YOUR OBJECTIVE » Could you repeat, word for word, every line from the one containing "Target: hawaiian flag" through the final line of the records below, and nothing else?

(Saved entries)

==============================

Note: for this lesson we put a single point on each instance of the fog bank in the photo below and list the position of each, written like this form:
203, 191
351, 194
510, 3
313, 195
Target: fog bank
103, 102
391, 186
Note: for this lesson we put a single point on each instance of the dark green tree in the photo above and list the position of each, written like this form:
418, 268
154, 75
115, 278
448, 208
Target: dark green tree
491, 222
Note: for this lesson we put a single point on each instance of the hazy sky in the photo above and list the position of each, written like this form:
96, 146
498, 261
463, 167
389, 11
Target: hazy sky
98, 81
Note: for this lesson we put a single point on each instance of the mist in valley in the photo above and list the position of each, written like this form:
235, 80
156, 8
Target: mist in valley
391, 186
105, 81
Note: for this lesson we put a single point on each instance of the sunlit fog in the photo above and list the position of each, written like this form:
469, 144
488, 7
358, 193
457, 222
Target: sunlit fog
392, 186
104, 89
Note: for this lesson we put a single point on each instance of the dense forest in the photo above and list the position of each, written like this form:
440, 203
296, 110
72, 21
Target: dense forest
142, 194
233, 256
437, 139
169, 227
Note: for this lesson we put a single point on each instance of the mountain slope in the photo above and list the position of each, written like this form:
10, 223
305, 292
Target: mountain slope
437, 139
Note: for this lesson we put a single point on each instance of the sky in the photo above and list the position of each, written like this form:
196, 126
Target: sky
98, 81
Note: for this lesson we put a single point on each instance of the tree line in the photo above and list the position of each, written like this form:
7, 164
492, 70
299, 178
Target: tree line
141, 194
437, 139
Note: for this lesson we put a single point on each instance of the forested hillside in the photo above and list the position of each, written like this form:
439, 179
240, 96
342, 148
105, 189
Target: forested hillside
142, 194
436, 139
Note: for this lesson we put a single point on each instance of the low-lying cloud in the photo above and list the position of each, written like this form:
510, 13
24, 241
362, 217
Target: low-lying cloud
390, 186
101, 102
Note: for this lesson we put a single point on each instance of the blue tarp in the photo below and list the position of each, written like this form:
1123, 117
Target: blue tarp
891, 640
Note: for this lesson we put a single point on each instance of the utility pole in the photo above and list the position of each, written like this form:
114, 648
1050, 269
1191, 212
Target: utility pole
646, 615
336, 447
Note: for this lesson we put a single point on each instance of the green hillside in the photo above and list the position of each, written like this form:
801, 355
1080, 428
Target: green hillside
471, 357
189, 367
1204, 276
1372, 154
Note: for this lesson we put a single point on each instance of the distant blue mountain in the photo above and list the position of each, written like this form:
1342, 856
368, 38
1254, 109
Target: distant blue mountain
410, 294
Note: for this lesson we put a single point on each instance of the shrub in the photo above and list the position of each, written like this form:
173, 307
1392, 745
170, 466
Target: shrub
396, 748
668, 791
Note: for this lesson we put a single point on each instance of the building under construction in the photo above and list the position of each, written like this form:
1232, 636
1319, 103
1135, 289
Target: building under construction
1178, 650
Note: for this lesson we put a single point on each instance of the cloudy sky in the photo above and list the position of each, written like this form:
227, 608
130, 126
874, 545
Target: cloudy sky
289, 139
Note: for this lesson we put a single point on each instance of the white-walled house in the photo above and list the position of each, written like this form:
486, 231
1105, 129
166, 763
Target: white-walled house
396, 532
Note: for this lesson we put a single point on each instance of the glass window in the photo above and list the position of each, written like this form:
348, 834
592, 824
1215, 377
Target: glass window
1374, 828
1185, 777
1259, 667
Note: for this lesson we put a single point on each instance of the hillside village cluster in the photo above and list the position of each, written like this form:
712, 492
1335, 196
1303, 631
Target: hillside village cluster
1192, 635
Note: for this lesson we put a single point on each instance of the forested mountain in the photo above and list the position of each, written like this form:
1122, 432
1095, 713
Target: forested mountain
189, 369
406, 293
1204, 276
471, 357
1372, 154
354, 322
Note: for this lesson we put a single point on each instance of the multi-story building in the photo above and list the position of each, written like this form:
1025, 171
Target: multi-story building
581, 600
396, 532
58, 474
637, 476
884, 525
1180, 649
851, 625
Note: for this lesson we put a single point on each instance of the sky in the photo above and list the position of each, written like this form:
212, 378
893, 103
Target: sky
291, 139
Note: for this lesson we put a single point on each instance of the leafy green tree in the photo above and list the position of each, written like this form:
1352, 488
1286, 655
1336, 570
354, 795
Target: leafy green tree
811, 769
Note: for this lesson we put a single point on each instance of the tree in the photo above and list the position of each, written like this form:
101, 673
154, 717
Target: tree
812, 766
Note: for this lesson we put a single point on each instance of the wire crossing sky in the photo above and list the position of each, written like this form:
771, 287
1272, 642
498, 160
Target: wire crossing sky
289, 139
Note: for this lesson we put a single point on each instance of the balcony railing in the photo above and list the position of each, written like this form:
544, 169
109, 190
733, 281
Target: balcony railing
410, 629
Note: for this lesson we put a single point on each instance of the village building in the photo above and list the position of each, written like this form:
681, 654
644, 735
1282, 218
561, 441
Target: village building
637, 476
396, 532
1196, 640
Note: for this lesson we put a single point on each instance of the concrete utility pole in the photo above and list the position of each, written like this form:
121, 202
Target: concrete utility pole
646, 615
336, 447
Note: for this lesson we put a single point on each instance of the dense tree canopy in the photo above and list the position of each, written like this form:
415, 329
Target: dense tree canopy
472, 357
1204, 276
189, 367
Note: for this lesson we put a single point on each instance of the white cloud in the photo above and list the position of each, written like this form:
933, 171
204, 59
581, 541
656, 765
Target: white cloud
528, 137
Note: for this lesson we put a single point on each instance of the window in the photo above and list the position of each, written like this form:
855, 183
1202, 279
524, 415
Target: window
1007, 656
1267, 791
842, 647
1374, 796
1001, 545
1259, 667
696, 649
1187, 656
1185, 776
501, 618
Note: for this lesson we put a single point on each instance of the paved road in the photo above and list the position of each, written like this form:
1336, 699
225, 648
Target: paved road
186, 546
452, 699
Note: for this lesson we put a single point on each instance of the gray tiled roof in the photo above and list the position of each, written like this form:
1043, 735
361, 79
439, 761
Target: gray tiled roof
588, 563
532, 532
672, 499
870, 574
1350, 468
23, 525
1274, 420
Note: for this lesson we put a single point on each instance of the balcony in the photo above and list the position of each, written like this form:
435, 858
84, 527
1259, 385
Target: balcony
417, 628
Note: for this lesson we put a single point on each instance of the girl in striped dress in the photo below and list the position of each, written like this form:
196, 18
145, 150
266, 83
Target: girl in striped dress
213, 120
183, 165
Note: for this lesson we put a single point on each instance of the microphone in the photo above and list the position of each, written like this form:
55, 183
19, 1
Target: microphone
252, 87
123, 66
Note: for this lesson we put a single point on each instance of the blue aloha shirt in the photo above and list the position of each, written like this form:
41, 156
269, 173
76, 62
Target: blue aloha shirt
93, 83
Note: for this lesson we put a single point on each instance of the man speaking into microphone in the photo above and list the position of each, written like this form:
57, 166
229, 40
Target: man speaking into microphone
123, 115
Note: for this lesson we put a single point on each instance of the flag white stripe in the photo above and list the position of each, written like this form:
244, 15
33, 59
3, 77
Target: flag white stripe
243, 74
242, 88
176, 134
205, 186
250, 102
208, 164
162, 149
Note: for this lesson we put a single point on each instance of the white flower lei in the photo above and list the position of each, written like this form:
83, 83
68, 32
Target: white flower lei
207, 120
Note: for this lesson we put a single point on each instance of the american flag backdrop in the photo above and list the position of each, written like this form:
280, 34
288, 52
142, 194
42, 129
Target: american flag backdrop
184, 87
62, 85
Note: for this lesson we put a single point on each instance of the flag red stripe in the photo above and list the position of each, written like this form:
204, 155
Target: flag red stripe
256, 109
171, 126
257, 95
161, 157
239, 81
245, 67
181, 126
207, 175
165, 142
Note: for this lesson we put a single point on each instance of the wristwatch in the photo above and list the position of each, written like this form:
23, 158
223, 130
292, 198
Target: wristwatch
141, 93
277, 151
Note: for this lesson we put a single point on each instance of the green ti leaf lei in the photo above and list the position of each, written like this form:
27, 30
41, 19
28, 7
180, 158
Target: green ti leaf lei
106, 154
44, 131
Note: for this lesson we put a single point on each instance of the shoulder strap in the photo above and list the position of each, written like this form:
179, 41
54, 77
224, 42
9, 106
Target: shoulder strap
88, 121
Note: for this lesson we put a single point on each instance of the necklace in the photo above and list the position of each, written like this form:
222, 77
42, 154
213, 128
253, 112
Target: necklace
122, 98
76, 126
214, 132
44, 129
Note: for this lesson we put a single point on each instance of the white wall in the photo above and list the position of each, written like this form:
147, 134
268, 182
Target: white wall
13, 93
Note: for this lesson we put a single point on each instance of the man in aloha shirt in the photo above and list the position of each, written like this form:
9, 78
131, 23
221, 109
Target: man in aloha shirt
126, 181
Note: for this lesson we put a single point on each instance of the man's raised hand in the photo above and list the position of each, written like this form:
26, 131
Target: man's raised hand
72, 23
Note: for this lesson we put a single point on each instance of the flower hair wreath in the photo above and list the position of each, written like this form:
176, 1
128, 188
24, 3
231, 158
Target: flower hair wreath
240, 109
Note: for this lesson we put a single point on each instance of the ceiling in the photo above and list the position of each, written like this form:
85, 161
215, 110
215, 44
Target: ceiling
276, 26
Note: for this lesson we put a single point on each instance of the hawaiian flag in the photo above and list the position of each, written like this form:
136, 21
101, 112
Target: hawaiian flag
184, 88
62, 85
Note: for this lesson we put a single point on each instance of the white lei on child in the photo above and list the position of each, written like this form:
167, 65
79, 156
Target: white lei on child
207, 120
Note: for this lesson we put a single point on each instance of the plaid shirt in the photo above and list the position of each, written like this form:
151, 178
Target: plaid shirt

==============================

TASK ANSWER »
Target: hawaiian flag
184, 88
62, 85
Note: for this lesson we put a single point on each instance of the white lei on child in the photo above and list the position of each, written like this form:
167, 65
79, 156
Target: white lei on child
207, 120
Note: for this lesson we put a single point on each instance of the plaid shirt in the photo above and list the position of each, written like this form:
151, 178
Target: plaid shirt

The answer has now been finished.